▶ [Qué se pide]: Copia el fragmento del texto sobre Juan Rulfo desde "Todos los que" hasta "a la venganza.", ambos incluidos, y cambia "taciturno" por "reservado".

▶ [Texto del ejercicio]:
Hace años, leyendo la vida de Juan Rulfo, supe que él había sido víctima de la ‘Revolución cristera’ en el Estado de Jalisco hacia los años 30 del siglo pasado. Vivían en el campo y él asistía a una escuela rural. Volviendo de dicha escuela, después de la jornada diaria de estudios, vio que el rancho, donde era su hogar, ardía y, al subir corriendo hacia su casa encontró que los cristeros habían asesinado a sus padres ¡Horror! Desde ese momento comenzó una pesadilla para él y su hermano. Al ser su familia directa de pocos recursos, sus parientes se vieron obligados a trasladarlos al hospicio Cabañas en Guadalajara.
Todos los que admiramos a Rulfo sabemos que era un hombre taciturno, tímido, más bien callado y muy poco sociable. Pero para nada violento y mucho menos dado a la venganza.
El escritor convierte esa dolorosa vivencia de infancia en una fuente de inspiración en su obra literaria. Tanto la revolución de Pancho Villa y Zapata, como la de los cristeros y los campesinos que habitaban en esos pueblos fantasmas de 'Pedro Páramo' están en cada una de sus palabras. Es un hecho que él supo canalizar, hacia una salida digna y creativa, todo el dolor que la violencia más que desmesurada dejó en su alma.
Cuando me enteré de los hechos sucedidos en Tierralta (Córdoba) se me vino a la mente lo que había leído sobre la violencia que había tocado tan profundamente al novelista jalisciense de niño. Un alma desolada que, con los años, transforma su dolor en las imágenes profundas de un México desgarrado por guerras fratricidas, donde la intolerancia y el fanatismo mandaban.
Explicar la violencia no es tan sencillo como parece. Muchos dicen que es causa de la pobreza y el hambre, otros que se debe a la ignorancia y a la poca inteligencia de nuestro pueblo. Es muy posible que ambos grupos tengan un poco de razón.

▶ [Datos proporcionados]:
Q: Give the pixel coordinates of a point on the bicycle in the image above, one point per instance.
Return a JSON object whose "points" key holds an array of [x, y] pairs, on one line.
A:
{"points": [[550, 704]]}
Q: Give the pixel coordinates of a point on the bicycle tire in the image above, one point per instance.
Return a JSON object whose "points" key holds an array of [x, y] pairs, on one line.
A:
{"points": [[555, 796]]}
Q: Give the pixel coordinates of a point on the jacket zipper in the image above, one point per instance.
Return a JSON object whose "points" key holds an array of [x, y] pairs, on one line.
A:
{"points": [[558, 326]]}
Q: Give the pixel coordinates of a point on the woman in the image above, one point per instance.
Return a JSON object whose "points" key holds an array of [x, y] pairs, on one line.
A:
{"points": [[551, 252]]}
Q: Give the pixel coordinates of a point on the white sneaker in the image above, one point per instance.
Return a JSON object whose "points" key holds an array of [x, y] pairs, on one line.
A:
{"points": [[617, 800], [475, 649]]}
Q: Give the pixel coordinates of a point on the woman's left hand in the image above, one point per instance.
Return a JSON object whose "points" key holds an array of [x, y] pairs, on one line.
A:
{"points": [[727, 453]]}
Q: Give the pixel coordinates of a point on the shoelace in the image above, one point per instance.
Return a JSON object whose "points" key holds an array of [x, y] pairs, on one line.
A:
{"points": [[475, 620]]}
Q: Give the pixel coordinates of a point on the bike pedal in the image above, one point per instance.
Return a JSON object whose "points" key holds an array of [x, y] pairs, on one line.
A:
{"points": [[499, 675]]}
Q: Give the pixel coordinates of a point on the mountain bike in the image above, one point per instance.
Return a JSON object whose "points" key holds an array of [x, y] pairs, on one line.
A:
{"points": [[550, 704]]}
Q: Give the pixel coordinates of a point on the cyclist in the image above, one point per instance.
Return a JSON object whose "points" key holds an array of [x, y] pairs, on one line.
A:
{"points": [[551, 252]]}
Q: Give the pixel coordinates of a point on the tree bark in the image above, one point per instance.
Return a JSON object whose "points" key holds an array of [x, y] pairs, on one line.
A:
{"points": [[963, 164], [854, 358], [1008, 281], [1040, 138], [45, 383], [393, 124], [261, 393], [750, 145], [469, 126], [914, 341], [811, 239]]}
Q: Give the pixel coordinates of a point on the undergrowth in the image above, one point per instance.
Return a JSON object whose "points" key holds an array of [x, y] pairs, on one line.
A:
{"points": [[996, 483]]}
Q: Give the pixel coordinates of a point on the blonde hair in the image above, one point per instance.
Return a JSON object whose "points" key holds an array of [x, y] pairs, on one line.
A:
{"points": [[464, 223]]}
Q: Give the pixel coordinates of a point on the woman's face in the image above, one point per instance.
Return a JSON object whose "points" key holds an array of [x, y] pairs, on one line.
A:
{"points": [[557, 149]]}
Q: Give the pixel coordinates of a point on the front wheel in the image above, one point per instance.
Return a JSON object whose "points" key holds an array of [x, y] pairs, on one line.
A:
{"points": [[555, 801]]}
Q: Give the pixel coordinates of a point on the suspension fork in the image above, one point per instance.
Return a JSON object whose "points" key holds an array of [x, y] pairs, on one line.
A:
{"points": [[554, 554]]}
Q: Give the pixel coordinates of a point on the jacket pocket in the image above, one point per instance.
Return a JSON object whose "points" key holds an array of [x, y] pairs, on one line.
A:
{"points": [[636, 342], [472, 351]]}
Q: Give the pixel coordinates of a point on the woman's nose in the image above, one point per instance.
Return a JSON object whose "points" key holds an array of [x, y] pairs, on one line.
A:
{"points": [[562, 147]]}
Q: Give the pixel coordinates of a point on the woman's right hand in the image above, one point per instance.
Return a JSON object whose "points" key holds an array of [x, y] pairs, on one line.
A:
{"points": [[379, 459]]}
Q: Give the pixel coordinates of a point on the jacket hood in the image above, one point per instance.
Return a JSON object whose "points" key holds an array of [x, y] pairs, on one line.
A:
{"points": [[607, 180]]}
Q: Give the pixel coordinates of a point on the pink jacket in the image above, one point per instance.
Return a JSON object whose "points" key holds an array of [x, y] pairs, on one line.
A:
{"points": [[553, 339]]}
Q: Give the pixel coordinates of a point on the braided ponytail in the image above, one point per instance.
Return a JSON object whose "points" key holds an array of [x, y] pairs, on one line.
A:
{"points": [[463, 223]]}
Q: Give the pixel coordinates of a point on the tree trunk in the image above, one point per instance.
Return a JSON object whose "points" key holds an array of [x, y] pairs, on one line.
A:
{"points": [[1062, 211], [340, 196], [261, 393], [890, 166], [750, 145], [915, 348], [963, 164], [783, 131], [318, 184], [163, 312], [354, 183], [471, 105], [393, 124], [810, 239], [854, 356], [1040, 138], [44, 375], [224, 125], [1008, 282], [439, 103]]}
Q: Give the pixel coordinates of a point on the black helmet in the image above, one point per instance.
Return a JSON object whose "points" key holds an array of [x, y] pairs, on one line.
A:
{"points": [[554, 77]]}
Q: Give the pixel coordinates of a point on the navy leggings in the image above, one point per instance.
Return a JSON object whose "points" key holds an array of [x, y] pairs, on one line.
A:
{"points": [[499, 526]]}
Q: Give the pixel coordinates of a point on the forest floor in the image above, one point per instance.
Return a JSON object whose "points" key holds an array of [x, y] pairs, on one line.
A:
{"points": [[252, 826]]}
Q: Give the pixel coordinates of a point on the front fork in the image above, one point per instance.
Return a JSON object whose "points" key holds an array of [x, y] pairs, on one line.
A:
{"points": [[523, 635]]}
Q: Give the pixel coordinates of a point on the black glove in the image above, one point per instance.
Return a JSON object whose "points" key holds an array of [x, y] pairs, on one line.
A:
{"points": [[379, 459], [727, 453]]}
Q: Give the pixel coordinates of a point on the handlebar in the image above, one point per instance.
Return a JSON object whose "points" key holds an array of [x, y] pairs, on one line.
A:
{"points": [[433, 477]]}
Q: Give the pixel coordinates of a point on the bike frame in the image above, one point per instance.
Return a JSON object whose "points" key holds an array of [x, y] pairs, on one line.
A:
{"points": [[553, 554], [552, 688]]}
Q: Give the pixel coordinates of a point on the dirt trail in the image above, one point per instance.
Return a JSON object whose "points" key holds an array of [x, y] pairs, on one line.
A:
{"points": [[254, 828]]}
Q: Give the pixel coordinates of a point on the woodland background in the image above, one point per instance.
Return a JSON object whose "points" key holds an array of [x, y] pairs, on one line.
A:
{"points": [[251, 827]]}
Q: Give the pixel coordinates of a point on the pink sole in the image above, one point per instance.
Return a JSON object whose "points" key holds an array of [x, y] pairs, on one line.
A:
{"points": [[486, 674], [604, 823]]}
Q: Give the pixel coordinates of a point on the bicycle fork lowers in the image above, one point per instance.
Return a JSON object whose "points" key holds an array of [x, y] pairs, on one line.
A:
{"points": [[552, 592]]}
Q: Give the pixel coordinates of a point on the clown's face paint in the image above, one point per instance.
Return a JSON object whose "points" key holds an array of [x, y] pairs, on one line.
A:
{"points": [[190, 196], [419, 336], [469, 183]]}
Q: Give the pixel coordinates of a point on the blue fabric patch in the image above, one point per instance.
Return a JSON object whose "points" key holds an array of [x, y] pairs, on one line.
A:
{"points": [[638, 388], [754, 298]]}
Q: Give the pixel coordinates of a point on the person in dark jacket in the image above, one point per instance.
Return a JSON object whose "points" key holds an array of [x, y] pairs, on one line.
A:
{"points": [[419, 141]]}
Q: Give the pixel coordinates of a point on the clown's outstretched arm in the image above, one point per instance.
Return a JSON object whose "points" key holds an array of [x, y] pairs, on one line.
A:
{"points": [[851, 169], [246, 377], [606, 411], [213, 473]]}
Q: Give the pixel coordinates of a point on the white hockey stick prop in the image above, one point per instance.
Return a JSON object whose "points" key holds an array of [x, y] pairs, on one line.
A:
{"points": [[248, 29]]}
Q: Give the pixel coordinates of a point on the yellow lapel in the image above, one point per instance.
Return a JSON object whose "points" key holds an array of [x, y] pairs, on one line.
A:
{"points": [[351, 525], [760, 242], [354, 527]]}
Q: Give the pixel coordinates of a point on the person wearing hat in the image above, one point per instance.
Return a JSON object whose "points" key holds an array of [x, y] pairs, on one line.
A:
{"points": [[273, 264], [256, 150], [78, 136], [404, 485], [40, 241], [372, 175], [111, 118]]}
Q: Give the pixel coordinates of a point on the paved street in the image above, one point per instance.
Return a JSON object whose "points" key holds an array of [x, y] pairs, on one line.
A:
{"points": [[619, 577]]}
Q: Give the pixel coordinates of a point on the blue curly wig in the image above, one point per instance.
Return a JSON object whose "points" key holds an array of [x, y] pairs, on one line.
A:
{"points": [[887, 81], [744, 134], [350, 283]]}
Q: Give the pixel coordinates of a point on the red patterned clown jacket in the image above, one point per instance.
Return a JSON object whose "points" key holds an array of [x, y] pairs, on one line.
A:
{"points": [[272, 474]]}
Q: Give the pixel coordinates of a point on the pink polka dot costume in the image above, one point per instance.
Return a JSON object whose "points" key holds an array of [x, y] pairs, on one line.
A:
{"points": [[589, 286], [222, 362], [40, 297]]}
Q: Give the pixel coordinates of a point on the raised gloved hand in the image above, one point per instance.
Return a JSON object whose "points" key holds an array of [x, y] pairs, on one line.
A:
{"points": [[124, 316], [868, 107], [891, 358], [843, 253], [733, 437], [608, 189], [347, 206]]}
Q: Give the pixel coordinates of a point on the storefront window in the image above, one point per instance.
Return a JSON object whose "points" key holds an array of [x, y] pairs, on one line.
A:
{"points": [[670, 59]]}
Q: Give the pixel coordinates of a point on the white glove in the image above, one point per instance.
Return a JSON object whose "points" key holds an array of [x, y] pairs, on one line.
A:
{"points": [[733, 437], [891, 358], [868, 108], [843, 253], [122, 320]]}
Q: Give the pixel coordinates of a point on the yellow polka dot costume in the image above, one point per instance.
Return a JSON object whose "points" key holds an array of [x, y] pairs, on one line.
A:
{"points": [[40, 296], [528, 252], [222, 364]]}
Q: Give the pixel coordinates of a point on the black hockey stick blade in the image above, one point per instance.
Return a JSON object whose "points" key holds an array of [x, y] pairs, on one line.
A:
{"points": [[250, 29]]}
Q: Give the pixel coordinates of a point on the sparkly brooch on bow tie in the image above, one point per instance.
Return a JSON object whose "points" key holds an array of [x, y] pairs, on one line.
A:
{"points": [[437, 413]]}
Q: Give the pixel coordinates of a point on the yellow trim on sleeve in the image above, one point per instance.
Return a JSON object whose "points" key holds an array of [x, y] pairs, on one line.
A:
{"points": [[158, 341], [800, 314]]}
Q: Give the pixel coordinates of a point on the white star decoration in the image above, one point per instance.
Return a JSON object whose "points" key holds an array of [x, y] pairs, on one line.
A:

▶ [Tu respuesta]:
Todos los que admiramos a Rulfo sabemos que era un hombre reservado, tímido, más bien callado y muy poco sociable. Pero para nada violento y mucho menos dado a la venganza.